_WORK INSTRUCTION_.
Your answer should be only the lines below from the one with "TARGET = fender flare" to the one with "TARGET = gravel lot", repeated exactly, ends included.

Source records
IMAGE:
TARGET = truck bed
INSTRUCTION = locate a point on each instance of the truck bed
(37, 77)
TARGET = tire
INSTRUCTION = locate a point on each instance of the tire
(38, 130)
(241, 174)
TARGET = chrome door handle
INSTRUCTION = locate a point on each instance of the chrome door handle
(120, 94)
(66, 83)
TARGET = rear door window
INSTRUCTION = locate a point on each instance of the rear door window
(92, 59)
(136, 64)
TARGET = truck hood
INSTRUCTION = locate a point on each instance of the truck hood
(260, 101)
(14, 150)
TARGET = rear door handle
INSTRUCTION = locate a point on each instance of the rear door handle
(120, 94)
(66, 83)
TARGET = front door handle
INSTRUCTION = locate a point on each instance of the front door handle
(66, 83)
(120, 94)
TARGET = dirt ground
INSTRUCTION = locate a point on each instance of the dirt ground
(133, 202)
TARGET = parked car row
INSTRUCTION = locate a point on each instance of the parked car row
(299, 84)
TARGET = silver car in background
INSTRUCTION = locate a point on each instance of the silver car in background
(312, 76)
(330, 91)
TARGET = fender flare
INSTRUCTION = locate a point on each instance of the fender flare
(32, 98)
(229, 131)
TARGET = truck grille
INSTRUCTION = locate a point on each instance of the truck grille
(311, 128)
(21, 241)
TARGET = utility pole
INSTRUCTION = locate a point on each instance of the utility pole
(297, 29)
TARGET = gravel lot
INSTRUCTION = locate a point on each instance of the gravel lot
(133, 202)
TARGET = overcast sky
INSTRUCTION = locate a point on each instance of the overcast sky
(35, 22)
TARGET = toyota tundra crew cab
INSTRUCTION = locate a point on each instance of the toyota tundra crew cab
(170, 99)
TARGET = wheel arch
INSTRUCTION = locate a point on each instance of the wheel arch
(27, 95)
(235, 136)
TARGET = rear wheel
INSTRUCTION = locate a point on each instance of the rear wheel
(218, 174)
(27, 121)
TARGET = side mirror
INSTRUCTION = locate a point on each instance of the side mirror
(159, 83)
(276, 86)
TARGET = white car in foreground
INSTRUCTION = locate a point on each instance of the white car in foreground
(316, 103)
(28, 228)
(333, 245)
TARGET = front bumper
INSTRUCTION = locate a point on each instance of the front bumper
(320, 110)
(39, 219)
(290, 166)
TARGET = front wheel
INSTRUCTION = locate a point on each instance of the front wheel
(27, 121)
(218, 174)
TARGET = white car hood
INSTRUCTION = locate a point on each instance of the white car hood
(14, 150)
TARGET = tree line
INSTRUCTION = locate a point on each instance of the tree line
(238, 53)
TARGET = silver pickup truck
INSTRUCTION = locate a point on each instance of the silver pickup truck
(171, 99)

_SOLUTION FOR THIS PROBLEM_.
TARGET = fender flare
INSTRUCTION = locate a point on each instance of the fender flare
(32, 98)
(229, 131)
TARGET = truck grille
INSTRUCTION = locate a point on each instance of the truck grille
(311, 128)
(21, 241)
TARGET = utility pole
INSTRUCTION = locate a point on each instance of the utility pole
(297, 29)
TARGET = gravel lot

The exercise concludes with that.